##### Brano di lettura #####

E le motivazioni sono tante. La concessione ad esempio di fette dell’Amazzonia e parte dei territori indigeni a industrie petrolifere e minerarie, ha fatto sì che la gente che abita in quelle aree ha votato i candidati concorrenti a quelli di Correa. Al primo turno il voto si è spostato su Yaku Perez, poi nella fase del ballottaggio, il movimento indigeno ha votato paradossalmente per Lasso. Da questo possiamo dedurre due cose: il voto è stato un voto contro il correismo e poi che il popolo, con la sua forza elettorale, ha deciso l’esito del voto. 

L’esito del voto ha dimostrato quanto il totale scollamento del partito che per dieci anni è stato di Correa, e poi guidato da Moreno, rispetto al popolo dell’Ecuador. Al punto tale che Lasso, sostenuto chiaramente dai poteri forti, ha vinto con ampio margine nell’ultimo turno elettorale. Stiamo parlando di un banchiere che ha provocato il crack del 1999, che ha portato sul lastrico il paese facendo perdere i risparmi a un sacco di persone e facendo emigrare due milioni di ecuadoriani.  

Bisogna anche considerare che all’interno del movimento indigeno si è registrata una forte spaccatura: il presidente della CONAIE (Confederation of Indigenous Nationalities of Ecuador) aveva appoggiato il candidato correista, e questo aveva fatto arrabbiarenon poco  il Patchakutik, l’anima più sociale e movimentista del movimento indigeno, e altri dirigenti della Confederazione. Raffael Correa il giorno dopo il voto ha dichiarato che il suo candidato aveva perso perché i protagonisti del movimento di ottobre 2019 (tra cui molti indigeni) avevano votato contro il suo candidato, giudicando questo “un atto criminale e terrorista”. Il correismo ha dunque persino preso una distanza dai fatti di ottobre 2019 e io per questo motivo penso che il correismo non possa più essere considerato di sinistra.

##### Materiale di riferimento #####

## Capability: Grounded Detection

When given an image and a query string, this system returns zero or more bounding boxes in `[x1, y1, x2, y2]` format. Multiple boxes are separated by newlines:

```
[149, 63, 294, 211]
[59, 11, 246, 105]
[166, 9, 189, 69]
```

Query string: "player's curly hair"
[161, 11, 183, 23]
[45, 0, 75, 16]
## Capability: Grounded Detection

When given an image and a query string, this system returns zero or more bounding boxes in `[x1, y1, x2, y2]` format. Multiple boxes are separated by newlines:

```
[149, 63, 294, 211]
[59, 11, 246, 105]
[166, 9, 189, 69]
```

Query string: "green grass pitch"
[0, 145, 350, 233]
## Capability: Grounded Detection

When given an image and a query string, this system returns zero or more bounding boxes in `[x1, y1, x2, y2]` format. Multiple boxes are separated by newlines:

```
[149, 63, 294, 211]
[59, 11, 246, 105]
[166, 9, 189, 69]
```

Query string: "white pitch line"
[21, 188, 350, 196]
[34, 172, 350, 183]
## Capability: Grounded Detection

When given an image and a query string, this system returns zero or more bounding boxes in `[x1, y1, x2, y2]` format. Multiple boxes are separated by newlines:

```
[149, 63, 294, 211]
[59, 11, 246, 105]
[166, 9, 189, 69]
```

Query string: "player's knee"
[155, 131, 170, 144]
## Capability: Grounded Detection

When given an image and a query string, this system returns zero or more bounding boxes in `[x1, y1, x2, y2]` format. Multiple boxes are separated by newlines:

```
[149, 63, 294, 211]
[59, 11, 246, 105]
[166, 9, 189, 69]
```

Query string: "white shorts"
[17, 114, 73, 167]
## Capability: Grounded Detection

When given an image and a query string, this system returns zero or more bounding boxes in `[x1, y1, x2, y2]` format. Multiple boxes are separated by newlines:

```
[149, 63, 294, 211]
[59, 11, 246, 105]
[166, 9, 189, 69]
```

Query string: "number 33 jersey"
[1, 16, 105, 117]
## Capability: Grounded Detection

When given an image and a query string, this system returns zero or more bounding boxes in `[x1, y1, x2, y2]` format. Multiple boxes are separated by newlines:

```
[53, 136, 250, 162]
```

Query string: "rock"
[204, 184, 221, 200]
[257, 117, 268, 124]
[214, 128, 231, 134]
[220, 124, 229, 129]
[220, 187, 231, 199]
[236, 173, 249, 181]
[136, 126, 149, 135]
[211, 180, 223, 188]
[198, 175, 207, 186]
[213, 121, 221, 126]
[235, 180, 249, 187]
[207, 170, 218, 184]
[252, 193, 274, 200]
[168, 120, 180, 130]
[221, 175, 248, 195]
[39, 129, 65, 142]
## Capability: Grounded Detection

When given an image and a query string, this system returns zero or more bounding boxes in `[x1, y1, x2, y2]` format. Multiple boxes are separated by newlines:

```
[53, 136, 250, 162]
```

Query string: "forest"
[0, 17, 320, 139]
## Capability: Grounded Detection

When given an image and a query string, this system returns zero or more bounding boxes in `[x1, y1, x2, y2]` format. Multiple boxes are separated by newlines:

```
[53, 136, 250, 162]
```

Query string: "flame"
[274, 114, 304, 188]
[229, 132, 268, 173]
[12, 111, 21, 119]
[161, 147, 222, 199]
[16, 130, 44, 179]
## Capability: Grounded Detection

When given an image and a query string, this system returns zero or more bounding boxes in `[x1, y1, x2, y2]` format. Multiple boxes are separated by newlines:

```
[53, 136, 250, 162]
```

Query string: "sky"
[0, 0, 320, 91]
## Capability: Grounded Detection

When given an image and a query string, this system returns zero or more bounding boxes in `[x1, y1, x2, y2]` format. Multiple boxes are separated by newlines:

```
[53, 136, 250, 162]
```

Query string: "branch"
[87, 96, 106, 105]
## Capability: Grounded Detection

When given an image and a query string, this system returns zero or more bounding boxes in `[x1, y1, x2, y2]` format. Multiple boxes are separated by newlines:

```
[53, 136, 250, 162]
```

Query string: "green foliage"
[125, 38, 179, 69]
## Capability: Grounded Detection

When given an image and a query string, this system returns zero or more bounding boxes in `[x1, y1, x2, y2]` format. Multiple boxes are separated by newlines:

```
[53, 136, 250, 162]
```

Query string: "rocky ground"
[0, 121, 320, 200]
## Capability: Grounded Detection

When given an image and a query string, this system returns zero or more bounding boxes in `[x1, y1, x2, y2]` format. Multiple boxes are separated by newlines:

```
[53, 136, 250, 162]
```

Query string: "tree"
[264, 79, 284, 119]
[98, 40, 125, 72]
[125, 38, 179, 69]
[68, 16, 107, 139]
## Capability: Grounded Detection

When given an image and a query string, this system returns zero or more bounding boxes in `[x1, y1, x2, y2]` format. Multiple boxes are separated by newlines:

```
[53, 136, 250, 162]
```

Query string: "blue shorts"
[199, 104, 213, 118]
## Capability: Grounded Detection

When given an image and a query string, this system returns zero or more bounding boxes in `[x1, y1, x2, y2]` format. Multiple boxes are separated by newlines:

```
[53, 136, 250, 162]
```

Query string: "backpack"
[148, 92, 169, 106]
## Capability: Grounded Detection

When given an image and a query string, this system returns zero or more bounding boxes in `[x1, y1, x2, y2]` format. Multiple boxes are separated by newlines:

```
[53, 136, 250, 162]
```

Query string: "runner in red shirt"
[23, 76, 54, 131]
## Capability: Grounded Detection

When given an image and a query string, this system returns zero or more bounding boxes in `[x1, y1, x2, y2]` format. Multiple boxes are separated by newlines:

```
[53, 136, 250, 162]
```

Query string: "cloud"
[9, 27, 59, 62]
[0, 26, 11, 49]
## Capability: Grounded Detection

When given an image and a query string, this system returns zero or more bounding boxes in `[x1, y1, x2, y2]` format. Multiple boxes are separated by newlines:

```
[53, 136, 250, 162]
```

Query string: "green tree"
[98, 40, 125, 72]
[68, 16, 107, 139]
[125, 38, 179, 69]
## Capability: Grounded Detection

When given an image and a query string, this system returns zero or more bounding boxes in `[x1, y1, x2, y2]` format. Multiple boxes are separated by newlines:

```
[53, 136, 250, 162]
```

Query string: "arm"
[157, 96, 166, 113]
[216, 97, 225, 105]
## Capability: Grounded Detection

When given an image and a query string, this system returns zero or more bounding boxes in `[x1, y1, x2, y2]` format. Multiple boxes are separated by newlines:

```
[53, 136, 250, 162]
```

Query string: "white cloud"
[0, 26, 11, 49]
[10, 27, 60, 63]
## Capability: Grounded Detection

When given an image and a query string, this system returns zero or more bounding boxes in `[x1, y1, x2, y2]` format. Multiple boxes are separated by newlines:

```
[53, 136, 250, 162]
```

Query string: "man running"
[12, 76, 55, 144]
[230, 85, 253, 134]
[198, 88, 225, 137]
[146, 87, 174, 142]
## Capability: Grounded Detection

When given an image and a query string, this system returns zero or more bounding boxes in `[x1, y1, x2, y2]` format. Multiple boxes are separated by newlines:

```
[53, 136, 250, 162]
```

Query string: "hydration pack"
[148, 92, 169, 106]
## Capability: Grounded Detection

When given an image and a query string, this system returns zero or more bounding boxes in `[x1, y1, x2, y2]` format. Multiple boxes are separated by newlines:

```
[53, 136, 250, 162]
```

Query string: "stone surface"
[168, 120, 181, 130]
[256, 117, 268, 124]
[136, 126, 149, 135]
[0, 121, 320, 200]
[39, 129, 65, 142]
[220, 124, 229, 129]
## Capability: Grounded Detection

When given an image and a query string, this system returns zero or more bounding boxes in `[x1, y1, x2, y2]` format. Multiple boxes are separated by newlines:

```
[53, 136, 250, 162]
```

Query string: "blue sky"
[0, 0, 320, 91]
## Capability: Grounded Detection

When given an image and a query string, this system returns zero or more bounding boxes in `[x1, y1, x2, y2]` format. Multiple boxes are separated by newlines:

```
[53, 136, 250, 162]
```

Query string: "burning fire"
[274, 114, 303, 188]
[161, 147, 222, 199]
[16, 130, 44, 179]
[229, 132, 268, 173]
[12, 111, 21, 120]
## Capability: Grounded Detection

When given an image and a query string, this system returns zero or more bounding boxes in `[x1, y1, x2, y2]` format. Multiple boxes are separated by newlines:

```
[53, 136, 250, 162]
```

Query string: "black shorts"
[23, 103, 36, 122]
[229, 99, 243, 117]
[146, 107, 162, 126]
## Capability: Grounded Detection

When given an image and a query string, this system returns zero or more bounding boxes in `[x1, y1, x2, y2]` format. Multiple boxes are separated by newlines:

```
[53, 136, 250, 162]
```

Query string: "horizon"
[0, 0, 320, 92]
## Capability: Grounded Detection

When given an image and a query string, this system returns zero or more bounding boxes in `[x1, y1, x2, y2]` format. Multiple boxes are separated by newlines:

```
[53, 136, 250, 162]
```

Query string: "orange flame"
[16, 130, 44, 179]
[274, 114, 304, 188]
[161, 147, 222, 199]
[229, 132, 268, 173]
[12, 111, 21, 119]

#####

* _Azione richiesta 1_:
Elenca, per favore, tutti i politici nominati per nome nel brano sulle elezioni in Ecuador.
* _Azione richiesta 2_:
Per ciascuna affermazione indica se concorda con il brano sulle elezioni in Ecuador, rispondendo sì o no e citando le parole del brano che lo stabiliscono.
(a) Al ballottaggio il movimento indigeno ha votato per Lasso.
(b) Il presidente della CONAIE aveva appoggiato Lasso.
(c) Il crack del 1999 ha fatto emigrare due milioni di ecuadoriani.
* _Azione richiesta 3_:
Riprendi il brano sulle elezioni in Ecuador e proseguilo a partire dalla sua ultima frase.

* _Risultato atteso 1_:
Raffael Correa, Yaku Perez, Lasso, Moreno

* _Risultato atteso 2_:
(a) Sì: "il movimento indigeno ha votato paradossalmente per Lasso"
(b) No: "il presidente della CONAIE (Confederation of Indigenous Nationalities of Ecuador) aveva appoggiato il candidato correista"
(c) Sì: "facendo emigrare due milioni di ecuadoriani"

* _Risultato atteso 3_:
Pensi che si possa costruire un’alternativa dal basso a questo governo neoliberista?

Tra i movimenti della sinistra, quelli sociali che si muovono dal basso, si sta ragionando su cosa fare perché è molto pericoloso quello che potrebbe succedere: si teme che possa verificarsi una situazione molto simile a quella della Colombia. Inoltre per i movimenti che si muovono in basso a sinistra, ci sono state delle difficoltà a capitalizzare la mobilitazione dell’ottobre 2019, in forme che non siano elettorali.

Adesso l’atteggiamento tipico del momento post elettorale è quello di dire “vediamo cosa succede”, atteggiamento che in Ecuador è molto rafforzato da un’attesa di cambiamento dopo ben quattordici anni di correismo. Il movimento indigeno, che ha un ruolo importante nella resistenza ecuadoregna, è molto diviso, e questo influisce non poco nella creazione di movimenti sociali di opposizione.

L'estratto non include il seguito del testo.